● 掲載文:
ところが、2019年の全国ハイヤー・タクシー連合会の統計調査を見ると、大阪の推計収入は412万円となり、全国推計収入の360万円を上回っていた。それだけではなく、東京、静岡、神奈川に続く全国4位の位置につけるまでに伸びを見せているのだ。
もっとも、勤続年数は当時と変わらず7.3年で、全国平均を3.2年も下回っている。あくまで推計統計によるものではあるが、大阪のドライバーたちの待遇が改善されている1つの指標にはなるだろう。
近年の大阪のタクシー利用者の推移を聞くと、「悪くはない」と今野さんは話す。その理由は、インバウンドによる観光客の増加が関係している。
関西を訪れる外国人旅行者の特徴として、団体客でのバス旅行だけではなく、少人数グループによる個人旅行客が多いことが挙げられる。個人旅行の外国人観光客の増加により、恩恵を受けたドライバーは多いという。
「台湾や香港の個人旅行の方は客層もよくて、日本人のお客様と時間帯が被らないので、めちゃくちゃありがたいんよ。短期旅行の方だと、大阪城や海遊館、通天閣などをぐるっと回る方もいるし、ホテルからUSJまでという人も多い。毎年1、2月や7、8月などは感覚的に1日1組は乗せてたかな。
彼らは兵庫や京都じゃなく大阪に泊まるから、ホテルの近くで待っていたら拾えることも多かった。それも新型コロナウイルスの影響でパタッと止まってしまったのが痛いけど……」(今野さん)

● データの内容:
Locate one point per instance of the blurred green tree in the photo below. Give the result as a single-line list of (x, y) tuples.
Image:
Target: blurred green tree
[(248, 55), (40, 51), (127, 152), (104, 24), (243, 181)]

● 取り組む課題:
大阪のタクシー事情についての文章を、最後の文の後から書き継いでください。

● 解答例:
大阪タクシーで意外と大事なこと
目的地が近づいたこともあり、最後に大阪ならではの“おもろい”経験の有無を聞くと、こんな答えが返ってきた。
「大阪の深夜利用の方は、僕らドライバーにお土産を渡してくれる人が多いんよ(笑)。たぶん家族へのお土産やアフターで用意していたものの残りなんでしょうが、お寿司とかお弁当とかちょっといいおにぎりとか、たこ焼きなんかの食べ物が多いかな。
だから私なんかはお返しを想定して、コーヒーやアメちゃんを常備している(笑)。これが結構喜ばれることが多くて、そういう人はまた利用してくれたり、迎車で呼んでくれたりもするから、大阪では意外と大事なことかもしれへんわ」
料金を支払い終えると、のどアメを2つ渡された。こんなご時世やからのどには気をつけて、という言葉を添えると、今野さんは車を発車させた。車中で交わされた少しぎこちない関西弁の余韻は、心地よさが勝った。